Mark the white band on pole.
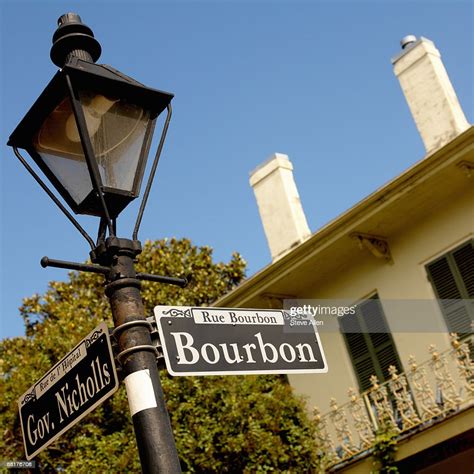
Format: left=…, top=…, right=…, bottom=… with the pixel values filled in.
left=124, top=369, right=157, bottom=416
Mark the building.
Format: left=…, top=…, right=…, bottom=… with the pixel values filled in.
left=215, top=36, right=474, bottom=473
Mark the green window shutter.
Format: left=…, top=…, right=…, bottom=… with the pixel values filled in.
left=426, top=240, right=474, bottom=338
left=339, top=296, right=403, bottom=392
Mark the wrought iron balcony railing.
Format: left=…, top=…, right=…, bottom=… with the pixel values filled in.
left=314, top=334, right=474, bottom=469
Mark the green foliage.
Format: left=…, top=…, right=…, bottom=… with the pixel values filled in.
left=372, top=426, right=398, bottom=474
left=0, top=239, right=315, bottom=473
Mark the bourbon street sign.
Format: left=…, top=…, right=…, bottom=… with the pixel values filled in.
left=18, top=323, right=118, bottom=460
left=155, top=306, right=327, bottom=375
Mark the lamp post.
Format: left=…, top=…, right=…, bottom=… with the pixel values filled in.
left=8, top=13, right=186, bottom=473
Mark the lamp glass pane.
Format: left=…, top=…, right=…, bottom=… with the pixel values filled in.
left=33, top=98, right=92, bottom=204
left=34, top=92, right=150, bottom=204
left=78, top=92, right=150, bottom=194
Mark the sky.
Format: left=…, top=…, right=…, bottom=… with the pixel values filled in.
left=0, top=0, right=474, bottom=338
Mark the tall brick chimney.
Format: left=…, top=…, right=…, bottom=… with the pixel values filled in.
left=392, top=35, right=469, bottom=153
left=250, top=153, right=311, bottom=261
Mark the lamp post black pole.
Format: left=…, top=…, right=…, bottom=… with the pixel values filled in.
left=50, top=13, right=185, bottom=474
left=93, top=237, right=181, bottom=474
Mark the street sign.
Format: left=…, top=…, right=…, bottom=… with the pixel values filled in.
left=18, top=323, right=118, bottom=460
left=155, top=306, right=328, bottom=375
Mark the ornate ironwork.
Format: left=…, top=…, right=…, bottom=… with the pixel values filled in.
left=369, top=375, right=398, bottom=431
left=329, top=398, right=358, bottom=459
left=163, top=308, right=193, bottom=318
left=450, top=333, right=474, bottom=397
left=408, top=355, right=441, bottom=421
left=388, top=365, right=420, bottom=430
left=314, top=335, right=474, bottom=472
left=429, top=344, right=461, bottom=410
left=348, top=387, right=374, bottom=450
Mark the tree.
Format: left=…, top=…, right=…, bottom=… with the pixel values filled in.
left=0, top=239, right=316, bottom=472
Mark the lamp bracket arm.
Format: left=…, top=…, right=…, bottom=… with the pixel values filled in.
left=136, top=273, right=188, bottom=288
left=41, top=257, right=188, bottom=288
left=13, top=146, right=95, bottom=250
left=41, top=257, right=110, bottom=275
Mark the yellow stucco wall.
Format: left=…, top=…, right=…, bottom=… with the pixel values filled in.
left=289, top=183, right=474, bottom=413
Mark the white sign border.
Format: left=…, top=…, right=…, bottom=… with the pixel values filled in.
left=154, top=305, right=329, bottom=377
left=18, top=321, right=119, bottom=461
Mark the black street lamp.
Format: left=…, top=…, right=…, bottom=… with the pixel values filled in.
left=8, top=13, right=186, bottom=473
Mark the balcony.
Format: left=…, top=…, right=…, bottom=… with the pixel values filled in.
left=314, top=334, right=474, bottom=472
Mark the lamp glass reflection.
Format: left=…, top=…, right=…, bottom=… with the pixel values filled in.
left=33, top=92, right=150, bottom=204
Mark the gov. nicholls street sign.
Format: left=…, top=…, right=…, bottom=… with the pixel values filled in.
left=18, top=323, right=118, bottom=460
left=155, top=306, right=327, bottom=375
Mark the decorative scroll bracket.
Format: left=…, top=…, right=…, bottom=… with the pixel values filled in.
left=349, top=232, right=393, bottom=265
left=456, top=160, right=474, bottom=178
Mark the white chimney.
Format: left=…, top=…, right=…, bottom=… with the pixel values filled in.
left=250, top=153, right=311, bottom=261
left=392, top=35, right=469, bottom=153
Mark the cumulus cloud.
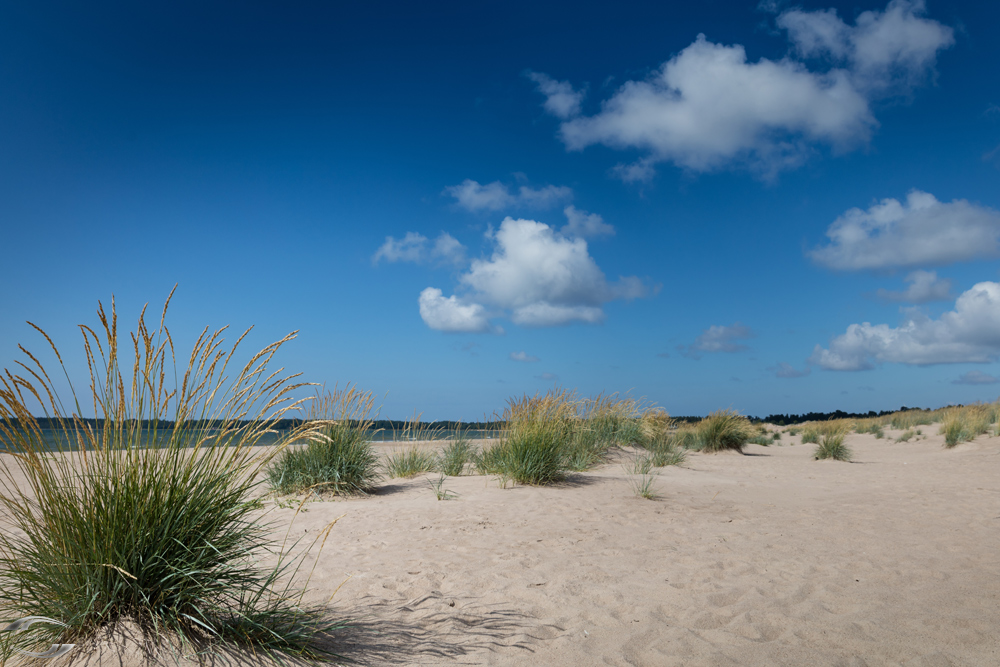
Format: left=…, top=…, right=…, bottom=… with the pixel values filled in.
left=809, top=282, right=1000, bottom=371
left=768, top=361, right=811, bottom=379
left=809, top=190, right=1000, bottom=270
left=543, top=0, right=954, bottom=181
left=777, top=0, right=955, bottom=94
left=420, top=217, right=649, bottom=331
left=559, top=204, right=615, bottom=238
left=678, top=322, right=756, bottom=359
left=372, top=232, right=465, bottom=264
left=875, top=271, right=953, bottom=303
left=460, top=217, right=647, bottom=327
left=525, top=71, right=584, bottom=118
left=419, top=287, right=500, bottom=333
left=444, top=178, right=573, bottom=213
left=951, top=371, right=1000, bottom=384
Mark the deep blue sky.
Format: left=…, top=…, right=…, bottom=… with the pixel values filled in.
left=0, top=0, right=1000, bottom=419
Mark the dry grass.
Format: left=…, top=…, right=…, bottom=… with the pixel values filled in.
left=0, top=298, right=336, bottom=661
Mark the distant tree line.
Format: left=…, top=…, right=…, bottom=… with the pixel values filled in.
left=11, top=417, right=503, bottom=431
left=12, top=405, right=962, bottom=432
left=750, top=405, right=926, bottom=426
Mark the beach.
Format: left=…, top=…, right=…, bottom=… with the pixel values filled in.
left=260, top=427, right=1000, bottom=667
left=3, top=426, right=1000, bottom=667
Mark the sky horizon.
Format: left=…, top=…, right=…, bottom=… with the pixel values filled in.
left=0, top=0, right=1000, bottom=421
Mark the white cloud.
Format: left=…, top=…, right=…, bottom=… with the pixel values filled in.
left=372, top=232, right=427, bottom=264
left=559, top=209, right=615, bottom=238
left=777, top=0, right=955, bottom=93
left=461, top=217, right=646, bottom=326
left=951, top=371, right=1000, bottom=384
left=444, top=178, right=573, bottom=212
left=875, top=271, right=953, bottom=303
left=546, top=0, right=953, bottom=181
left=678, top=322, right=756, bottom=359
left=372, top=232, right=465, bottom=265
left=768, top=361, right=811, bottom=379
left=809, top=190, right=1000, bottom=270
left=526, top=72, right=584, bottom=118
left=420, top=287, right=496, bottom=333
left=809, top=282, right=1000, bottom=371
left=420, top=217, right=649, bottom=331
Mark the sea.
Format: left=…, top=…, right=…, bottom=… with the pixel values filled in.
left=0, top=429, right=496, bottom=452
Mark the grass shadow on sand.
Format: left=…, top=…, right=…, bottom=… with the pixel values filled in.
left=63, top=591, right=564, bottom=667
left=316, top=591, right=564, bottom=665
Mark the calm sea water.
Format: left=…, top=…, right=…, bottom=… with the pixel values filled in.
left=0, top=429, right=496, bottom=451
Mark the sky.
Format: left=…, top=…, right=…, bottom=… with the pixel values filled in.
left=0, top=0, right=1000, bottom=420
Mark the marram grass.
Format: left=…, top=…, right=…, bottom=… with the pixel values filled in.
left=0, top=298, right=338, bottom=661
left=385, top=447, right=438, bottom=478
left=813, top=429, right=851, bottom=461
left=698, top=410, right=756, bottom=452
left=267, top=385, right=381, bottom=495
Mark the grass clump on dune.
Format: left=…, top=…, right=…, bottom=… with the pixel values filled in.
left=802, top=426, right=821, bottom=445
left=854, top=417, right=885, bottom=440
left=267, top=385, right=380, bottom=495
left=385, top=447, right=438, bottom=478
left=813, top=429, right=851, bottom=461
left=940, top=403, right=1000, bottom=448
left=698, top=410, right=755, bottom=452
left=476, top=391, right=576, bottom=486
left=438, top=433, right=476, bottom=477
left=0, top=298, right=338, bottom=661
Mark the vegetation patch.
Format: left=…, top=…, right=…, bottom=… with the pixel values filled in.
left=813, top=431, right=851, bottom=461
left=698, top=410, right=755, bottom=452
left=267, top=386, right=381, bottom=495
left=0, top=298, right=340, bottom=661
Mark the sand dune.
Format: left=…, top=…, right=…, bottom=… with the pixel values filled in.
left=258, top=427, right=1000, bottom=666
left=1, top=426, right=1000, bottom=667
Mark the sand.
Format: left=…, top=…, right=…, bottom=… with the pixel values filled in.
left=1, top=425, right=1000, bottom=667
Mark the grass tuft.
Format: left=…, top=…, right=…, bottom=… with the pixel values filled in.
left=438, top=433, right=476, bottom=477
left=813, top=430, right=851, bottom=461
left=698, top=410, right=755, bottom=452
left=0, top=298, right=339, bottom=661
left=623, top=455, right=658, bottom=500
left=267, top=385, right=380, bottom=495
left=385, top=447, right=438, bottom=478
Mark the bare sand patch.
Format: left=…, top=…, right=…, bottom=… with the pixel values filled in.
left=3, top=426, right=1000, bottom=667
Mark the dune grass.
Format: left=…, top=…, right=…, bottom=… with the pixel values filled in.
left=813, top=428, right=851, bottom=461
left=854, top=417, right=885, bottom=440
left=438, top=433, right=476, bottom=477
left=697, top=410, right=756, bottom=452
left=267, top=385, right=381, bottom=495
left=0, top=298, right=338, bottom=661
left=940, top=403, right=1000, bottom=449
left=622, top=454, right=659, bottom=500
left=476, top=390, right=580, bottom=486
left=385, top=447, right=438, bottom=479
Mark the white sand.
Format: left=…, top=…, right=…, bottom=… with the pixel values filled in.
left=1, top=425, right=1000, bottom=667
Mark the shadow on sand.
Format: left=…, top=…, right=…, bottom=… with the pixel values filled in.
left=60, top=591, right=563, bottom=667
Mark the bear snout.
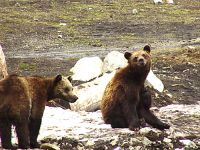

The problem
Extract word for word the lines from the very first one down to the line containing "left=155, top=306, right=328, bottom=375", including both ends. Leave the pictures out of your answer.

Output below
Mark the white band on pole.
Format: left=…, top=…, right=…, bottom=… with the pixel values filled in.
left=124, top=369, right=157, bottom=416
Mark the building.
Format: left=…, top=…, right=…, bottom=… with the pixel values filled in.
left=215, top=36, right=474, bottom=473
Mark the green window shutter.
Format: left=…, top=…, right=…, bottom=… with the pixel values filled in.
left=426, top=240, right=474, bottom=338
left=339, top=296, right=403, bottom=392
Mark the wrought iron balcony railing.
Format: left=…, top=…, right=…, bottom=… with the pixel values filled in.
left=314, top=334, right=474, bottom=469
Mark the green foliage.
Format: left=…, top=…, right=…, bottom=… with the pixel values filled in.
left=372, top=426, right=398, bottom=474
left=0, top=239, right=315, bottom=473
Mark the bourbon street sign.
Format: left=…, top=…, right=…, bottom=… with the pixel values filled in.
left=18, top=323, right=118, bottom=460
left=155, top=306, right=327, bottom=375
Mark the lamp post.
Format: left=…, top=…, right=…, bottom=… with the pixel values filled in.
left=8, top=13, right=186, bottom=473
Mark the lamp glass pane.
Format: left=…, top=…, right=…, bottom=… with the pixel values filled in.
left=33, top=98, right=92, bottom=204
left=34, top=92, right=150, bottom=204
left=78, top=92, right=150, bottom=194
Mark the sky.
Format: left=…, top=…, right=…, bottom=… with the pixel values filled in.
left=0, top=0, right=474, bottom=338
Mark the tall brick chimney.
Format: left=…, top=…, right=…, bottom=… with the pixel values filled in.
left=392, top=35, right=469, bottom=153
left=250, top=153, right=311, bottom=261
Mark the lamp post black pole.
Format: left=…, top=…, right=…, bottom=… with the pixel values filled in.
left=50, top=13, right=185, bottom=474
left=93, top=237, right=181, bottom=474
Mark the street sign.
Format: left=…, top=…, right=…, bottom=… with the pixel values filled in.
left=18, top=323, right=118, bottom=460
left=155, top=306, right=328, bottom=375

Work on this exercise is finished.